ASSIGNMENT:
Please restate the listing that follows without changing anything.

EXERCISE DATA:
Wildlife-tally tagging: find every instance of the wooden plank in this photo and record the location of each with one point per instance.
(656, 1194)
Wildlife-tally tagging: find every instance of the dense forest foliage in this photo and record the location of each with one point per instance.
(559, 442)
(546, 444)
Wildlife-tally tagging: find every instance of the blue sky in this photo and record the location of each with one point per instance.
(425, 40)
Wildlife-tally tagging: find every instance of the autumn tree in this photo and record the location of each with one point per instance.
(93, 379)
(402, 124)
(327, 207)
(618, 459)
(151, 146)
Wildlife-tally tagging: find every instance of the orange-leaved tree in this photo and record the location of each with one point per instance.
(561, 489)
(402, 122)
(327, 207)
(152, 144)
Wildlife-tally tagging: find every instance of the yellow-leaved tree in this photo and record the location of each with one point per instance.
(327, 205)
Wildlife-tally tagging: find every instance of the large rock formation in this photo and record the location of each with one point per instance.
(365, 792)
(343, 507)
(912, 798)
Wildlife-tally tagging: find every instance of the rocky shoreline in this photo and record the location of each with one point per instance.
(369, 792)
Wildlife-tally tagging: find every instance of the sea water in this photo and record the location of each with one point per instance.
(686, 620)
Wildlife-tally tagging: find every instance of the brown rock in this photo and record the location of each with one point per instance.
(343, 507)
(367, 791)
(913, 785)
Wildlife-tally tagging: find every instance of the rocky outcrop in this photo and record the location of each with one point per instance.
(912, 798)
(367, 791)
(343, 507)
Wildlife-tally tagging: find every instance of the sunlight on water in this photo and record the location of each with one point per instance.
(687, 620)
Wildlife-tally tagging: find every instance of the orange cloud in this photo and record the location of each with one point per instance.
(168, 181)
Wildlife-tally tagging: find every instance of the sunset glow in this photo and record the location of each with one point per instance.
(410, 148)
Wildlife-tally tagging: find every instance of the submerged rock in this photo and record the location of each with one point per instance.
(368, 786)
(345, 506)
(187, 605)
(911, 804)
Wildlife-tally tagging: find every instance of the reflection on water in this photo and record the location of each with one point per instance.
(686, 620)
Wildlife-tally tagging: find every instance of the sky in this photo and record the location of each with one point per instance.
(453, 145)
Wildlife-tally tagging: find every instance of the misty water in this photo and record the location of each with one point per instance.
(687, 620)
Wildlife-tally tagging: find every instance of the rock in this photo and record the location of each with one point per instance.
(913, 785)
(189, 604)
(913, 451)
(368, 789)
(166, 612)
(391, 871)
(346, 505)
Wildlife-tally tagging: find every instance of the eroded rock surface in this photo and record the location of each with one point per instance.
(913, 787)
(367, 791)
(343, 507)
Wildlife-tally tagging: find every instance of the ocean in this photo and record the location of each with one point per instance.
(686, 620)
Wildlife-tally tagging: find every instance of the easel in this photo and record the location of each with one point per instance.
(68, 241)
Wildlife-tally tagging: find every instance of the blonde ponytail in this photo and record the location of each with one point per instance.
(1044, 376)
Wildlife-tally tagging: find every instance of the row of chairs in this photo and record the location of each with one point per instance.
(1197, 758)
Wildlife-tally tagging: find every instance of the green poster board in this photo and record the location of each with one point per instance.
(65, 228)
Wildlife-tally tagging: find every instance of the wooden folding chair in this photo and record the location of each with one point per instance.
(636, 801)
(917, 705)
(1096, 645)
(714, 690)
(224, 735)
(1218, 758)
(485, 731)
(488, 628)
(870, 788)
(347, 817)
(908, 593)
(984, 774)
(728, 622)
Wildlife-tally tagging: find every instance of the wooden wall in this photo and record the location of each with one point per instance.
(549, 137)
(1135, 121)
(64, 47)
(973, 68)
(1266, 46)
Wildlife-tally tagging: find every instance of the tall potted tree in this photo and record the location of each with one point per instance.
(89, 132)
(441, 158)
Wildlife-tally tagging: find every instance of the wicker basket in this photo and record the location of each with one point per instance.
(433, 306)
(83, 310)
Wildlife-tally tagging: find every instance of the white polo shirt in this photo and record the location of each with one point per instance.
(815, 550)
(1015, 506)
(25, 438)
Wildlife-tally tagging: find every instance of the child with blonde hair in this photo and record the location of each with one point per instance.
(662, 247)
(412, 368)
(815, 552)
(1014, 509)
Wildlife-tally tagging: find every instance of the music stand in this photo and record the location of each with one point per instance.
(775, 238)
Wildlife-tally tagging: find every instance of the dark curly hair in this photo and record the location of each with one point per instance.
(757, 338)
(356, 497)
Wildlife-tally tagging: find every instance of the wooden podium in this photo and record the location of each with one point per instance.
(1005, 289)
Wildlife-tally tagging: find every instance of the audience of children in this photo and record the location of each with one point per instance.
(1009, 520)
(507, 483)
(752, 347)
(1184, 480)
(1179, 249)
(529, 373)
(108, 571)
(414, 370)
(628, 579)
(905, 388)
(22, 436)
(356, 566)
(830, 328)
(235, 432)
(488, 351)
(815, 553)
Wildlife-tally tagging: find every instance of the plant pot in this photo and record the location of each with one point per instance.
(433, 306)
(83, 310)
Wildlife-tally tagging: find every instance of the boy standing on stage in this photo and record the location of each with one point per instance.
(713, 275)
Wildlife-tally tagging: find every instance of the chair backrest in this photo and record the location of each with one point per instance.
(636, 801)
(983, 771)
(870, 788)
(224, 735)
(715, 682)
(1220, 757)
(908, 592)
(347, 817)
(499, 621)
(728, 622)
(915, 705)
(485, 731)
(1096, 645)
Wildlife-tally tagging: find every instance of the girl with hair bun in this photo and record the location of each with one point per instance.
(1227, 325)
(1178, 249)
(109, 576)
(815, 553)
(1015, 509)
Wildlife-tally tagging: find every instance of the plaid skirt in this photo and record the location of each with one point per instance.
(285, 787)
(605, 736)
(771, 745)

TASK RESULT:
Wildlife-tally tagging: find every instance of the wooden plank in this photo and record the location of each with one point per instance.
(656, 1194)
Wildlife-tally tagging: find every instance of the dense forest foliage in this photo and record the location of each with one point per instance.
(559, 442)
(546, 444)
Wildlife-tally tagging: find every instance of the blue sky in this photo and record the location of each with one point per instance.
(425, 40)
Wildlife-tally tagging: find every instance of the autumn tree in this photo and record the location of each with one point per instance.
(93, 379)
(402, 124)
(327, 207)
(618, 459)
(151, 146)
Wildlife-tally tagging: find every instance of the orange-leaved tree in this photo and record the location of each with one point per instance.
(561, 489)
(402, 122)
(327, 207)
(152, 144)
Wildlife-tally tagging: find every instance of the yellow-leaved tree in this photo and record the location of each with one point per instance.
(327, 205)
Wildlife-tally tagging: find every instance of the large rock formation in this photo and record the location of each with one point per instance.
(365, 792)
(343, 507)
(912, 798)
Wildlife-tally tagging: find every instance of the rocky shoreline in this photo and record the location of each with one point per instance.
(369, 792)
Wildlife-tally tagging: find every instance of the sea water in this photo and record the location of each with one point per instance.
(686, 620)
Wildlife-tally tagging: find every instance of the brown rock in this photo and record the location of each with one point per instance.
(343, 507)
(367, 791)
(913, 785)
Wildlife-tally tagging: find every instance of the rocky outcrop in this photo and record the location of each with one point per instance.
(912, 798)
(367, 791)
(343, 507)
Wildlife-tally tagging: find every instance of the sunlight on water in this photo and record the location of each with one point per instance.
(687, 620)
Wildlife-tally tagging: find every instance of the orange cloud in this photo and record the location of each with one point per instance.
(168, 181)
Wildlife-tally tagging: find every instance of the sunset glow in this photo and record the location of each with one point per instance.
(410, 148)
Wildlife-tally tagging: find every instance of the submerged rock in this photo and record the location of each with one point per instance.
(368, 786)
(345, 506)
(187, 605)
(911, 804)
Wildlife-tally tagging: find every instance of the reflection on water in this photo and record the location of each with one point per instance.
(686, 620)
Wildlife-tally tagging: find every instance of the sky in this photo and record the location of each with one point per instance.
(453, 145)
Wildlife-tally tagging: find every instance of the misty water in this photo and record the location of each with one point per instance.
(687, 620)
Wildlife-tally tagging: find every instance of the rock in this photo and record the location of each with one point per instance.
(913, 785)
(189, 604)
(913, 451)
(368, 789)
(166, 612)
(391, 871)
(346, 505)
Wildlife-tally tagging: find every instance of the eroded rock surface in this photo and record the location of each with one point per instance.
(913, 787)
(367, 791)
(343, 507)
Wildlife-tally tagging: find every instance of the ocean in this photo and record the location of each with one point per instance.
(686, 620)
Wildlife-tally tagging: find every instance of the easel in this photo and record the location of each with one point per instance.
(68, 241)
Wildlife-tally tagging: find every instance of the blonde ponytail in this photo and record the location of each with one point per instance.
(1044, 376)
Wildlife-tally tagging: find every instance of the row of chairs in this photo and record the location of each with one point per instance.
(1197, 758)
Wildlife-tally tagging: find every instance of the green poster board in this photo and record the location of each with one point per instance.
(65, 228)
Wildlife-tally tagging: find every instance of the wooden folding chair in this photo and record the location of each with one point per instance.
(636, 801)
(917, 705)
(1096, 645)
(714, 690)
(224, 735)
(1218, 758)
(485, 731)
(488, 628)
(870, 788)
(347, 817)
(908, 593)
(984, 774)
(728, 622)
Wildlife-tally tagging: find every instance of the wooden wall in this photo and record the location of each with one point per instance.
(549, 137)
(1135, 121)
(64, 47)
(973, 68)
(1266, 46)
Wildlife-tally tagging: find every instance of the tall potted tree in this photo and record the location of each with one point per instance.
(89, 132)
(441, 158)
Wildlife-tally tagging: find every instance of the wicker basket in this photo and record the location of each with one point per instance.
(433, 306)
(83, 310)
Wildlife-tally tagging: find every instance of the white polo shirt in this photo and record the location of each with one point per instance.
(815, 550)
(1015, 506)
(25, 438)
Wildlife-tally tagging: find every instance of the child with blonde hair in this photo and record the location of each with one point per instance.
(662, 247)
(412, 368)
(815, 552)
(1014, 509)
Wildlife-tally tagging: find every instance of the music stand in this photo and record the location of each with one point per instance.
(775, 238)
Wildlife-tally tagging: find every instance of the dark curly hair in this photo and record the location of each with one point per instance.
(757, 338)
(356, 497)
Wildlife-tally tagging: find every instance of the wooden podium in this photo and record the location of each with one point per instance.
(1005, 289)
Wildlife-tally tagging: find every instance of the audience of children in this photo and record the location of each with one point per instance.
(1009, 520)
(507, 483)
(752, 347)
(1184, 480)
(1179, 249)
(529, 373)
(108, 571)
(414, 370)
(628, 579)
(905, 388)
(22, 436)
(356, 566)
(830, 328)
(235, 432)
(488, 351)
(815, 553)
Wildlife-tally tagging: find every instance of the plant pot in this photo and record the location of each with one point per instance.
(433, 306)
(83, 310)
Wildlife-tally tagging: find every instance of the boy standing on stage in this photo and record the location of each with one point per instance.
(713, 275)
Wildlife-tally tagging: find every instance of the chair backrest in this photo and record the location of each with one point per instance.
(636, 801)
(983, 771)
(870, 788)
(224, 735)
(715, 682)
(1220, 757)
(908, 592)
(347, 817)
(499, 621)
(728, 622)
(915, 705)
(485, 731)
(1096, 645)
Wildlife-tally tagging: find every instance of the girl with hair bun in this photo and record the location of each with one point per instance.
(1227, 325)
(1178, 249)
(109, 576)
(815, 553)
(1015, 509)
Wildlife-tally tagging: find every instance of the plaid skirt in this photo and record the location of each with one point per instance.
(285, 787)
(605, 736)
(771, 745)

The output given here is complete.